**ASSIGNMENT**:
Please report each line in the material below that includes "green".

━━━ EXTRACTED RECORDS ━━━

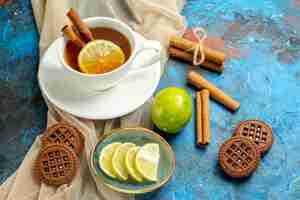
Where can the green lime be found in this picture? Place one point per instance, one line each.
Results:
(172, 109)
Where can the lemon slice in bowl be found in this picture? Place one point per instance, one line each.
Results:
(130, 164)
(105, 159)
(100, 56)
(118, 160)
(147, 161)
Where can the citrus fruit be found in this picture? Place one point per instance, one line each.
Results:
(147, 161)
(100, 56)
(105, 159)
(130, 164)
(172, 109)
(118, 160)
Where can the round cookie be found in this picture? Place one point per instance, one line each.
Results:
(62, 133)
(257, 131)
(56, 164)
(238, 157)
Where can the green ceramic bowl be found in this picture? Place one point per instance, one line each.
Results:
(139, 136)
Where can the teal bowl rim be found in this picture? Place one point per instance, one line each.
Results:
(140, 191)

━━━

**EXERCISE RESULT**:
Where can the green lime be found in this picture? Place one point per instance, one line each.
Where can the green ceramic bowl be found in this picture? Place one point per instance, one line each.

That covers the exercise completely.